## [WHAT NEEDS TO BE DONE]
Select and copy each line of the data that contains the string "ceiling", treating uppercase and lowercase as distinct.

## [TASK DATA]
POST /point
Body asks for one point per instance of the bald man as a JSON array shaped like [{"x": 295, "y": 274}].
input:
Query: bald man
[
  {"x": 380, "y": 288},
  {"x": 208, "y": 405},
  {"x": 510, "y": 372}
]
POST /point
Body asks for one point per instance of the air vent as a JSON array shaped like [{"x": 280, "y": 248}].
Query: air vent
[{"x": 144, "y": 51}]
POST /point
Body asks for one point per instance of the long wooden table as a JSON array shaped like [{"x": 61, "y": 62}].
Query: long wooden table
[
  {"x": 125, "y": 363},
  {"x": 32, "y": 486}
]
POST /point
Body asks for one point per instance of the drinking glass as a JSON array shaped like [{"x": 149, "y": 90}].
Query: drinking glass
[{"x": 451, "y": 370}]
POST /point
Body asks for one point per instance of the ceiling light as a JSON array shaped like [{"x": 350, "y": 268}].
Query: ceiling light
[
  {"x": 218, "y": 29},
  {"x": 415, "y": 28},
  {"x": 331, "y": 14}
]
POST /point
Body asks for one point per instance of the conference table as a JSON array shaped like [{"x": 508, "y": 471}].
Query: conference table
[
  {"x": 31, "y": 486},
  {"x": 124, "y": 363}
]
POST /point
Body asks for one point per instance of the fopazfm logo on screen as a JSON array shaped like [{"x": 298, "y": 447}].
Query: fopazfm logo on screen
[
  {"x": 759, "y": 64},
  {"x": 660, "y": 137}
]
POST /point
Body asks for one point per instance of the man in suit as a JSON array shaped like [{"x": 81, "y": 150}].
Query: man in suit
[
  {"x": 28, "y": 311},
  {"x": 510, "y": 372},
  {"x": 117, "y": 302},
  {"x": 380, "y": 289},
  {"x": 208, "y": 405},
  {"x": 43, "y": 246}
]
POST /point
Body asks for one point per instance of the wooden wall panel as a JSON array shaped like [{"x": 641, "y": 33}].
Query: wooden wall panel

## [RESPONSE TO THIS TASK]
Body asks for one point per instance of the ceiling light as a JSON array shaped like [{"x": 350, "y": 268}].
Query: ceiling light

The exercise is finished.